Problem requirements:
Reproduce the listing from the line with "Practice step: pin every instance of the boy's hand" to the line with "[(189, 165), (154, 333), (28, 272), (122, 191)]", switching "pin" to "mark" and leaving everything else unchanged.
--- START ---
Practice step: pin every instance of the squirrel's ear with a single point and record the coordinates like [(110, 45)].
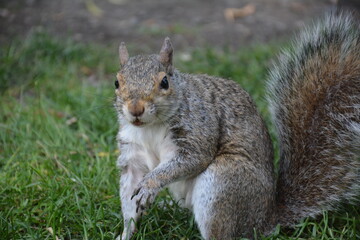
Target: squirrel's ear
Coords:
[(166, 53), (123, 54)]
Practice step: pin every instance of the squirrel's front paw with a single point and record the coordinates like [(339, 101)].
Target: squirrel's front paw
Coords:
[(145, 194)]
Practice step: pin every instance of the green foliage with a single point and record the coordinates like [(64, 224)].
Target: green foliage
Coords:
[(57, 144)]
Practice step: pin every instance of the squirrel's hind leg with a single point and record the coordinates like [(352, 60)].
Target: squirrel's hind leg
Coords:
[(232, 198)]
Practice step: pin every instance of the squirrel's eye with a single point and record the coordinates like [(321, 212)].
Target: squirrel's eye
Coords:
[(164, 83)]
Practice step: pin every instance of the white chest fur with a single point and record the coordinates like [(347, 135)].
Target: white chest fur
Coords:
[(145, 147)]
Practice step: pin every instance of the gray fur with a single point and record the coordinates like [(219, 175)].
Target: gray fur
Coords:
[(220, 157)]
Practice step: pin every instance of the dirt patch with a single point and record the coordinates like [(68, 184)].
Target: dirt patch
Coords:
[(144, 23)]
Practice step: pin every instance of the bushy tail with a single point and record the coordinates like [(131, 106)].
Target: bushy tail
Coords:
[(315, 103)]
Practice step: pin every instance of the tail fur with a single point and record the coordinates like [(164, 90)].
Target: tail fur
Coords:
[(315, 103)]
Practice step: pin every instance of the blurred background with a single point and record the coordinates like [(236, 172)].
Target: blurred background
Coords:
[(145, 23), (58, 126)]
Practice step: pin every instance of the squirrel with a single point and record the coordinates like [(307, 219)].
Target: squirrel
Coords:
[(203, 138)]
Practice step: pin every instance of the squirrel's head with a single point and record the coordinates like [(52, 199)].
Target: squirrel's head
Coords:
[(145, 92)]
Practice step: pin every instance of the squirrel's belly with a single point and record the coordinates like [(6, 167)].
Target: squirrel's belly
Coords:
[(148, 146), (182, 192)]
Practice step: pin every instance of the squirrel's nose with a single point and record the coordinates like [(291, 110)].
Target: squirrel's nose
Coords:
[(136, 109)]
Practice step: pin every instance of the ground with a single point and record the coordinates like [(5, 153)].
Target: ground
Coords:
[(143, 23)]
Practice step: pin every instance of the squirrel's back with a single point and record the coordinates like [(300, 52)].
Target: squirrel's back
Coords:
[(315, 102)]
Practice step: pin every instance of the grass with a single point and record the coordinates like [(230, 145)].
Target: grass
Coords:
[(58, 177)]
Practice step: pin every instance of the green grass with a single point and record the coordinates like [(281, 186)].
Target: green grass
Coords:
[(57, 144)]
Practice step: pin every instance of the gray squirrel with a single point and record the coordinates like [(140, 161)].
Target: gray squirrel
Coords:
[(203, 138)]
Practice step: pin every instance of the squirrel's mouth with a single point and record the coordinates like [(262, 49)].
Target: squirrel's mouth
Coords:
[(137, 122)]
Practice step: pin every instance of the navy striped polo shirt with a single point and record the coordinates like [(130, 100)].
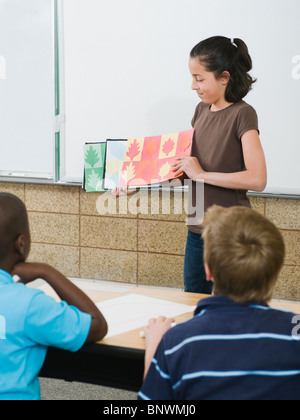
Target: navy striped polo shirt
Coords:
[(228, 351)]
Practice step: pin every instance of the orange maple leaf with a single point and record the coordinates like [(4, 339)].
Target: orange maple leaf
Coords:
[(165, 170), (185, 143), (133, 150), (168, 147)]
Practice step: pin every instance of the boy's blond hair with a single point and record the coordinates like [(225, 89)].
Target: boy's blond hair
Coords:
[(244, 252)]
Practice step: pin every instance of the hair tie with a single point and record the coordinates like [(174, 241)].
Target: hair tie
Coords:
[(233, 43)]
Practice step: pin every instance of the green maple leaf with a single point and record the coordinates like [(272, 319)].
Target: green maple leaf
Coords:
[(92, 157), (94, 181)]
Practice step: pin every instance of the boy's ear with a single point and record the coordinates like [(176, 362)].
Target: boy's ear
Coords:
[(208, 272), (225, 77), (21, 246)]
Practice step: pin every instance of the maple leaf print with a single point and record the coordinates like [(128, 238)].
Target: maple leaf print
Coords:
[(94, 180), (151, 147), (168, 147), (133, 150), (129, 173), (164, 170), (92, 157)]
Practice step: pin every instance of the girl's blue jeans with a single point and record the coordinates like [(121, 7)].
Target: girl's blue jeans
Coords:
[(194, 272)]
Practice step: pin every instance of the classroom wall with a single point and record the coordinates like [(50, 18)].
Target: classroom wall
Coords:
[(68, 233)]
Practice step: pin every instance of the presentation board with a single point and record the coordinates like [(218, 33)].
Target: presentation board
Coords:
[(122, 72)]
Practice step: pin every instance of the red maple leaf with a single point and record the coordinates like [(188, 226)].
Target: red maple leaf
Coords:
[(168, 147), (133, 150)]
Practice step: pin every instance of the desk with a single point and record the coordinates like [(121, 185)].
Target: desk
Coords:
[(118, 361)]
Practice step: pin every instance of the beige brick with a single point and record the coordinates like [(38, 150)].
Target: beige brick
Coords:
[(63, 258), (160, 270), (108, 265), (52, 198), (162, 237), (284, 213)]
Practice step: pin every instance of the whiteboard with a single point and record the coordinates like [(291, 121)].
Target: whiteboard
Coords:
[(126, 73), (27, 89)]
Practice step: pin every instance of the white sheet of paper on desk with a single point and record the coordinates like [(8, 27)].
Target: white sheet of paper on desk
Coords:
[(133, 311)]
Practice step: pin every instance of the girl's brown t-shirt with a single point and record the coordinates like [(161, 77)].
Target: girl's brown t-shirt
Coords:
[(217, 145)]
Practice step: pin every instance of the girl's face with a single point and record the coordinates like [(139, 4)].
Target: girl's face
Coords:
[(209, 89)]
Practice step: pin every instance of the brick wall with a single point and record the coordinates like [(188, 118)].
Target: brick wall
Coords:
[(142, 249)]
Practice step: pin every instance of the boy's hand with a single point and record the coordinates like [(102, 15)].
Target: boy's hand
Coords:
[(189, 165), (154, 333)]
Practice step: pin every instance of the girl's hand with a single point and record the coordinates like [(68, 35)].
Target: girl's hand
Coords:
[(189, 165), (154, 333), (28, 272), (122, 191)]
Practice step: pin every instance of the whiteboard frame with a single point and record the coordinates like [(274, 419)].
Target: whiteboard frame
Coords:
[(59, 171), (51, 177)]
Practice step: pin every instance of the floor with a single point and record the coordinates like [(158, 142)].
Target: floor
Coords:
[(73, 391)]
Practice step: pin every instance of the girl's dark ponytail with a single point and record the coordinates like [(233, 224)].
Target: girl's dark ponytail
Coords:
[(219, 54)]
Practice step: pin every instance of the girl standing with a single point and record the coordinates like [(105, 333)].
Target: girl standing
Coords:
[(227, 153)]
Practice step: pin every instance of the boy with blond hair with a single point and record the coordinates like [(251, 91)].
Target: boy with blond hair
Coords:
[(236, 346)]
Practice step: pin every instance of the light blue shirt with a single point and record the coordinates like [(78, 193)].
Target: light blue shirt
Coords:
[(30, 322)]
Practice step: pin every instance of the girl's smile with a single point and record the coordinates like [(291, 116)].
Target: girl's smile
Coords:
[(209, 89)]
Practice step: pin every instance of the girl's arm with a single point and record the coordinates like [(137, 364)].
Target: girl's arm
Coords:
[(254, 178)]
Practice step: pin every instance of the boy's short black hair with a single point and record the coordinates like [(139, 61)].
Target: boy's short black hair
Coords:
[(13, 221)]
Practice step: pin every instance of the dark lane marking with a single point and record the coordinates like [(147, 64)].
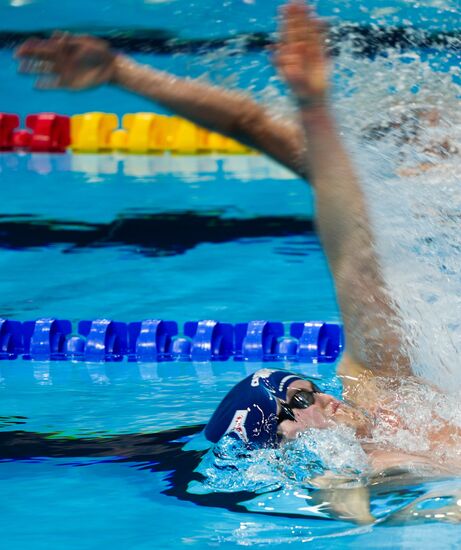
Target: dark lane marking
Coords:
[(157, 452), (364, 39), (151, 234)]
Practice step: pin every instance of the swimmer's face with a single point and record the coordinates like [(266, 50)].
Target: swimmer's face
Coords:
[(325, 412)]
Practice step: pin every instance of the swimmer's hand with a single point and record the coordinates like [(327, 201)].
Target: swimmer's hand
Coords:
[(67, 62), (300, 58)]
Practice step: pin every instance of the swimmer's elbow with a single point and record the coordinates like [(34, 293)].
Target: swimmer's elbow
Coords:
[(251, 125)]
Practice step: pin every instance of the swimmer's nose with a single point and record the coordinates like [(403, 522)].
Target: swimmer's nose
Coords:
[(323, 399)]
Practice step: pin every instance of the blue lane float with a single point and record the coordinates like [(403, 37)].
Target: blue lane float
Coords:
[(154, 340)]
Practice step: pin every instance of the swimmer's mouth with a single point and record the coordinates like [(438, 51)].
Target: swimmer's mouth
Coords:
[(335, 406)]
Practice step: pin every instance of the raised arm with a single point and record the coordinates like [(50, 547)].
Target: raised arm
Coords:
[(81, 62), (371, 320)]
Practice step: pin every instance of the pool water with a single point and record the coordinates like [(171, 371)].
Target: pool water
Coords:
[(104, 454)]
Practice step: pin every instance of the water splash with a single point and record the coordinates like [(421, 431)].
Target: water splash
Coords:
[(400, 117)]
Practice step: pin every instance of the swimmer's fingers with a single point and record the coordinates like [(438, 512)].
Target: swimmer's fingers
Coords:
[(34, 66), (41, 50), (294, 22), (49, 83)]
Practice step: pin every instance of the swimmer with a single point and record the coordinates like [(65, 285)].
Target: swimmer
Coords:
[(273, 407)]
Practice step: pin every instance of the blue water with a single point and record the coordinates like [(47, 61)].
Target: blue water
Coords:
[(66, 500)]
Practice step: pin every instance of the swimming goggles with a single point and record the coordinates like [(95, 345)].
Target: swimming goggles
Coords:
[(302, 399)]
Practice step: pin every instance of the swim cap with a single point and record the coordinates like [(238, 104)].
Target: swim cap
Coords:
[(249, 410)]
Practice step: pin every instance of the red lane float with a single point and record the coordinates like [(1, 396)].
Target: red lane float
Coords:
[(8, 123), (49, 133)]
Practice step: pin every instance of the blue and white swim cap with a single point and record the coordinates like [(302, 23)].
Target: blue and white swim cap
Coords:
[(249, 410)]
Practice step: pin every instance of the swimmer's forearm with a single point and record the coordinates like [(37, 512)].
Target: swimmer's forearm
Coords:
[(231, 113), (372, 323)]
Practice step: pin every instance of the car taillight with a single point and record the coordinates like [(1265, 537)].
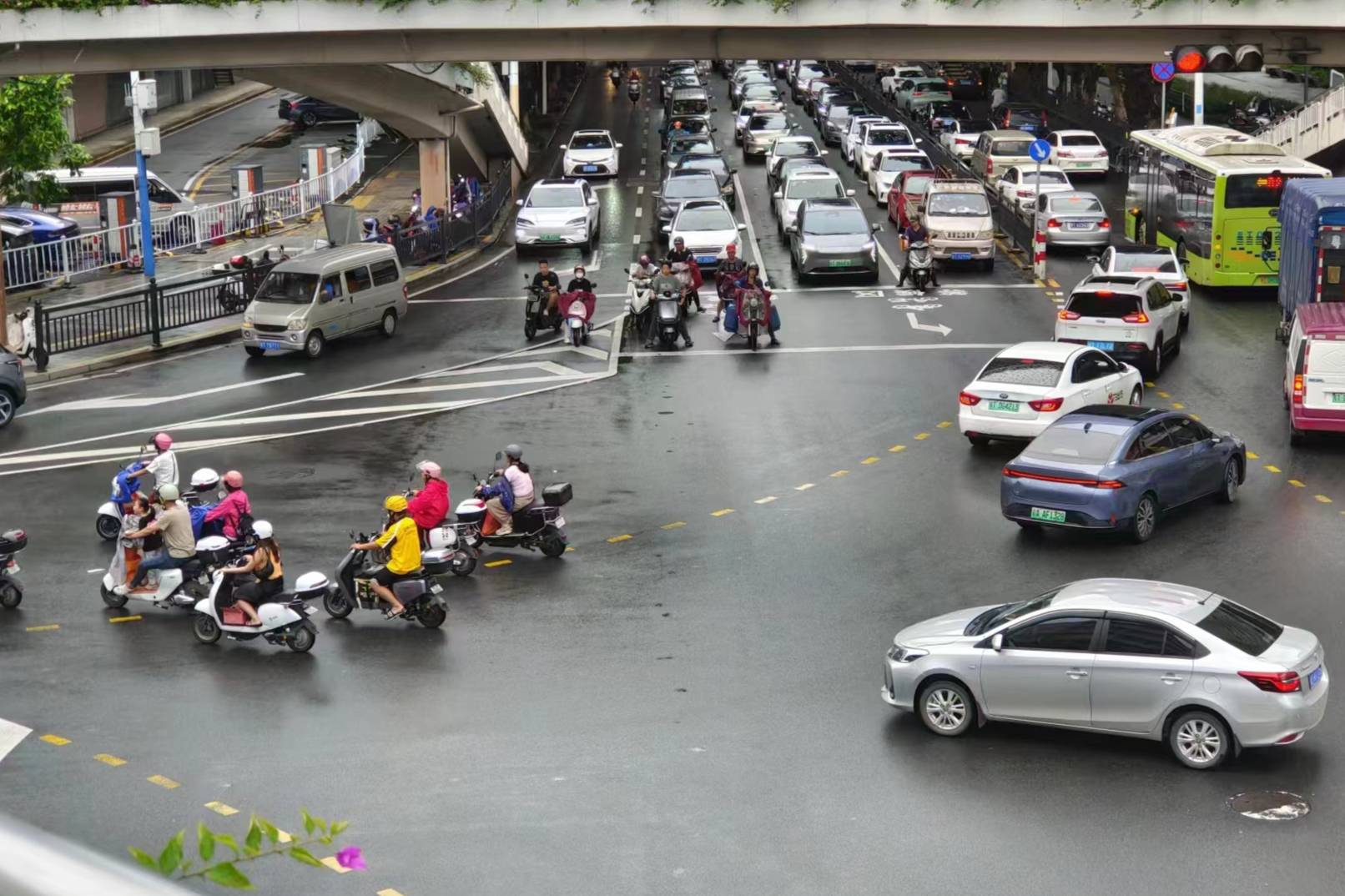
--- END ---
Solution to this problem:
Practice step: mark every instance of the boy's hand with a single point and record the coordinates like [(102, 15)].
Target: boy's hand
Coords:
[(189, 165), (154, 333)]
Practice step: mark every instance of the girl's hand with a single point and record the coordinates like [(68, 35)].
Target: girl's hand
Coords:
[(189, 165), (154, 333), (28, 272), (122, 191)]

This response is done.